*** Data shown Section Begins ***

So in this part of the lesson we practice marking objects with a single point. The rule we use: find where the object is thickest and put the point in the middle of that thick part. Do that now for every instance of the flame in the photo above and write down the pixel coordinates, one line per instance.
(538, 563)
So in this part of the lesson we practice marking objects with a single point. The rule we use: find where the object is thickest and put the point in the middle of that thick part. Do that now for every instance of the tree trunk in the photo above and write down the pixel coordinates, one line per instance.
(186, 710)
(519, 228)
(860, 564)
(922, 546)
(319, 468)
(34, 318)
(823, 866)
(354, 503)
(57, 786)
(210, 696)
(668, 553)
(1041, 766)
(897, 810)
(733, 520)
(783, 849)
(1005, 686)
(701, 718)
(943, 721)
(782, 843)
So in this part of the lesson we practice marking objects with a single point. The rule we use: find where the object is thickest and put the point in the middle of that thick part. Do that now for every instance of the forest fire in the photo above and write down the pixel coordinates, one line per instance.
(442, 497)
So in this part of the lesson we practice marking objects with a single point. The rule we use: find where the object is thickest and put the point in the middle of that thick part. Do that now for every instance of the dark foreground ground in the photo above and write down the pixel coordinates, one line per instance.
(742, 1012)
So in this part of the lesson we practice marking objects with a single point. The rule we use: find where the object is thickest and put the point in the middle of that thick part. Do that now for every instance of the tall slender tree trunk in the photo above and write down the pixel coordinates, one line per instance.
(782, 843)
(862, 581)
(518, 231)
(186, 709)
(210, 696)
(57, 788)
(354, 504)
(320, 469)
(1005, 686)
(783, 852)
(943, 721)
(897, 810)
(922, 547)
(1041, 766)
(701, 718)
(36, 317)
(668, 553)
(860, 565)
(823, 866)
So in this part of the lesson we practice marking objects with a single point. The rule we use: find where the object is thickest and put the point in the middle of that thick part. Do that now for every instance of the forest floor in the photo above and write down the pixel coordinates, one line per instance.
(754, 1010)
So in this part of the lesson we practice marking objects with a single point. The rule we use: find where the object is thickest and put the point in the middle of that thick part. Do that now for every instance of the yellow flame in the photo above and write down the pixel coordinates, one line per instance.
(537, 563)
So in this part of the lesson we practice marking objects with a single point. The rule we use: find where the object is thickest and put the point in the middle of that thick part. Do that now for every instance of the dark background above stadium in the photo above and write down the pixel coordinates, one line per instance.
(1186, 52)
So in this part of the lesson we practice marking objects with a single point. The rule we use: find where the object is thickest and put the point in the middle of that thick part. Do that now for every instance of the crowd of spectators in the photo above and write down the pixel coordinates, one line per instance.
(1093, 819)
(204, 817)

*** Data shown Section Ends ***

What needs to be done: Please print each entry once more, exactly as it reads.

Answer box:
So in this part of the lesson we practice marking objects with a single point. The rule we use: find where the object is thickest and put the point in the middle of that thick part. Do that now for every instance of the flame in the photo above and write down the pixel coordinates, one line per instance.
(538, 563)
So in this part of the lesson we practice marking objects with a single point. The rule we use: find where the object is thickest and put the point in the middle of that thick part. Do that now for every instance of the tree trunk in the photo above and write down the pixel coordinates, one line per instance.
(186, 710)
(519, 228)
(860, 564)
(922, 546)
(319, 468)
(34, 318)
(823, 866)
(354, 503)
(57, 786)
(210, 696)
(668, 553)
(1041, 766)
(897, 810)
(733, 520)
(783, 849)
(1005, 686)
(701, 718)
(943, 721)
(782, 843)
So in this part of the lesson we practice marking objects with a single point. The rule we use: find where the object is thickest and put the point in the middle of that thick part. Do that now for every instance of the forest fire in the photo above and write down the pixel coordinates, one line per instance.
(442, 497)
So in this part of the lesson we practice marking objects with a single point. The rule we use: find where the object is thickest and put the point in the middle of that thick part. Do that now for every instance of the dark foreground ground in the photo above and write down the pixel coordinates, one line per instance.
(742, 1012)
So in this part of the lesson we practice marking objects with a single point. The rule we use: find where the object is thickest and put the point in the middle of that thick part. Do that now for every instance of the tall slender tree trunk in the photo above and write down the pixel coordinates, one line per instance.
(782, 843)
(862, 581)
(518, 231)
(186, 709)
(210, 696)
(57, 788)
(354, 504)
(320, 469)
(1005, 686)
(783, 852)
(943, 721)
(897, 810)
(922, 547)
(1041, 766)
(701, 718)
(36, 317)
(668, 553)
(860, 565)
(823, 866)
So in this part of the lesson we practice marking objects with a single point. The rule we use: find where the object is thickest and put the point in the middle of that thick part. Do that now for every instance of the forest floor in the photo above and write down the pixel coordinates, one line per instance.
(754, 1010)
So in this part of the lesson we practice marking objects with a single point. The rule we use: find where the object is thickest and put the point in the middle of that thick part. Do that now for every instance of the yellow flame in the photo above and write down the pixel coordinates, one line per instance.
(537, 563)
So in this part of the lesson we practice marking objects with a single point. The rule we use: find where the object is thickest and put the point in the middle of that thick part. Do that now for every instance of the dark background above stadium in the photo above and write down the pixel coordinates, one line per instance.
(1186, 52)
So in this part of the lesson we practice marking objects with a single point. The rule we use: find where the object is thickest and put the point in the middle of that thick part. Do that now for every instance of the crowd of spectators in the photo above and write down the pixel coordinates, one line per instance.
(1093, 819)
(204, 817)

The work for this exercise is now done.